▶ [WHAT NEEDS TO BE DONE] Copy the items verbatim, from the line containing "on the building" through the line containing "x=149, y=233", including both of those lines.

----- DATA PROVIDED -----

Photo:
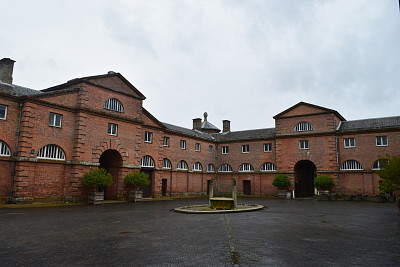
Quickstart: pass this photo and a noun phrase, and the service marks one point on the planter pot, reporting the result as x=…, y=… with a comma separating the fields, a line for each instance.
x=96, y=197
x=136, y=195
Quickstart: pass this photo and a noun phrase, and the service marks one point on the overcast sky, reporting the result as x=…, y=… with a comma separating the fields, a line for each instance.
x=244, y=61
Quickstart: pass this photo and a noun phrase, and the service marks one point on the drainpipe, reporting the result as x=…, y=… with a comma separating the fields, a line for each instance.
x=10, y=197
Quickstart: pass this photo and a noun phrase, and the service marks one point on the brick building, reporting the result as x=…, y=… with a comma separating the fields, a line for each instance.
x=50, y=138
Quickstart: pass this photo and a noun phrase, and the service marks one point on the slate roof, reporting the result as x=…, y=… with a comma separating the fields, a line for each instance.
x=17, y=90
x=370, y=124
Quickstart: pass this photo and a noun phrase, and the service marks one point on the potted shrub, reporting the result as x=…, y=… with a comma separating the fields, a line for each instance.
x=136, y=180
x=282, y=182
x=96, y=180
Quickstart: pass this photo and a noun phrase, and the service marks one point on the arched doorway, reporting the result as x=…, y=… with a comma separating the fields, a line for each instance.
x=305, y=172
x=111, y=160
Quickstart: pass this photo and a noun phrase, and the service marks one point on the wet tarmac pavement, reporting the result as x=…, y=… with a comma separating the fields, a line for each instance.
x=287, y=233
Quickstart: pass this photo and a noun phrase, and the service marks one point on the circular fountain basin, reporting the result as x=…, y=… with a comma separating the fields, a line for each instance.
x=204, y=209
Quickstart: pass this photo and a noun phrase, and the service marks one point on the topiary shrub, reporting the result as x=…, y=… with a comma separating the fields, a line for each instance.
x=137, y=179
x=97, y=178
x=323, y=182
x=281, y=181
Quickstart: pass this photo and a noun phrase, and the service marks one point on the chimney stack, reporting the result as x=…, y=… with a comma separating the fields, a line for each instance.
x=197, y=124
x=226, y=126
x=6, y=69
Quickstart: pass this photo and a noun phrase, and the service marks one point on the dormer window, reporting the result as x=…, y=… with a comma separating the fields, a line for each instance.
x=114, y=105
x=303, y=126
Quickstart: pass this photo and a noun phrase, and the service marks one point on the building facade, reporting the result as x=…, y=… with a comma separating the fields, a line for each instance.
x=50, y=138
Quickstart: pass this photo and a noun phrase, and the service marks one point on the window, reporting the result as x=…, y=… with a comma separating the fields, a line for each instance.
x=182, y=144
x=210, y=168
x=197, y=166
x=4, y=149
x=147, y=161
x=349, y=142
x=3, y=112
x=182, y=165
x=303, y=126
x=51, y=152
x=268, y=147
x=114, y=105
x=148, y=137
x=351, y=165
x=55, y=119
x=197, y=147
x=225, y=168
x=268, y=167
x=246, y=167
x=381, y=141
x=112, y=129
x=303, y=144
x=166, y=141
x=167, y=164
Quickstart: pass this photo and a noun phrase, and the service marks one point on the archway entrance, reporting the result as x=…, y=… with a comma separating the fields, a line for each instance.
x=305, y=172
x=111, y=160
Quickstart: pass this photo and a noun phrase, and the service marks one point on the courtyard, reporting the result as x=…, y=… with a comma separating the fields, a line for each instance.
x=149, y=233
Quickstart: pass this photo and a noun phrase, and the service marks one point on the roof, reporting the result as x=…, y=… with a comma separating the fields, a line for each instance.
x=245, y=135
x=370, y=124
x=17, y=90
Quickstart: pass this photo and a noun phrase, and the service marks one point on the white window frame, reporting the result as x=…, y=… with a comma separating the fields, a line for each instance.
x=148, y=137
x=268, y=147
x=182, y=144
x=304, y=144
x=167, y=164
x=182, y=165
x=351, y=165
x=349, y=142
x=112, y=129
x=210, y=167
x=55, y=120
x=382, y=140
x=246, y=167
x=4, y=149
x=114, y=105
x=5, y=108
x=197, y=147
x=197, y=166
x=165, y=141
x=52, y=151
x=268, y=167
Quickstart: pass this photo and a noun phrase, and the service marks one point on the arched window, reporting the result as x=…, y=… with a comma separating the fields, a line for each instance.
x=4, y=149
x=197, y=166
x=303, y=126
x=210, y=168
x=246, y=167
x=114, y=104
x=225, y=168
x=167, y=164
x=268, y=167
x=51, y=152
x=182, y=165
x=147, y=161
x=351, y=165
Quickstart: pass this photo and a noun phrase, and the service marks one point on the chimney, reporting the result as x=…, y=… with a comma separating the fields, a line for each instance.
x=6, y=69
x=226, y=126
x=197, y=124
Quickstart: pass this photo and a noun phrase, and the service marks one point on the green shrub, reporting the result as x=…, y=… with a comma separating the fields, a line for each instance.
x=281, y=181
x=323, y=182
x=137, y=179
x=97, y=177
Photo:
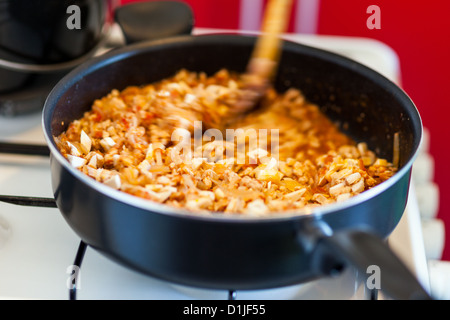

-----

▶ [OUTPUT OF THE TASK]
Quickstart: pass this photo and a noun phrase, and the service marks one point on the building facade, reporting the result as x=…, y=… with a comma separating the fields, a line for each instance.
x=50, y=138
Quickstart: pass this photo and a noun phrase, and the service marks one point on the window, reporting the result as x=…, y=… with a comma separating the fields, a line for each instance.
x=182, y=144
x=210, y=168
x=197, y=166
x=4, y=149
x=147, y=161
x=349, y=142
x=3, y=112
x=182, y=165
x=303, y=126
x=51, y=152
x=268, y=147
x=114, y=105
x=148, y=137
x=351, y=165
x=55, y=119
x=197, y=147
x=225, y=168
x=268, y=167
x=246, y=167
x=381, y=141
x=112, y=129
x=303, y=144
x=166, y=141
x=167, y=164
Quickstart: pass this photo and a noun phrase, and the service marks one point on the archway entrance, reporting the result as x=…, y=… with a comma separating the fields, a line for each instance.
x=305, y=172
x=111, y=160
Quickstart: pass this photo and a noun phrase, and the service marks one point on the courtyard, reporting the result as x=…, y=… with a comma separating the fields, a line for each instance.
x=149, y=233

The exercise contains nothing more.